Data records
= Beginning of Section =
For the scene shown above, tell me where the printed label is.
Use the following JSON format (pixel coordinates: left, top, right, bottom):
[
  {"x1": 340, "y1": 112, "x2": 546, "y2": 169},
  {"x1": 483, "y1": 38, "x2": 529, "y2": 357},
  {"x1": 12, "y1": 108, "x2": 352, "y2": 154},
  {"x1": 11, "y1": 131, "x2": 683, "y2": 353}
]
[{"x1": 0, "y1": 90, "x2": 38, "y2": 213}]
= End of Section =
= Beginning of Section =
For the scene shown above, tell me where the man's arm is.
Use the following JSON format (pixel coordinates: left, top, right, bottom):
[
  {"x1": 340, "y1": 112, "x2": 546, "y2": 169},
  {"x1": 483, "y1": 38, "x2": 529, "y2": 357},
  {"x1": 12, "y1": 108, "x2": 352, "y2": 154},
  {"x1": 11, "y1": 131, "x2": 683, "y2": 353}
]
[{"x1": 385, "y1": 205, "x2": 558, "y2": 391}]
= End of Section =
_TASK INSTRUCTIONS_: All lines of the records above that contain the word "scene" are to be copied out.

_SOLUTION BELOW_:
For the scene shown above, tell me where the printed label is.
For the scene shown above, tell me where the man's arm is.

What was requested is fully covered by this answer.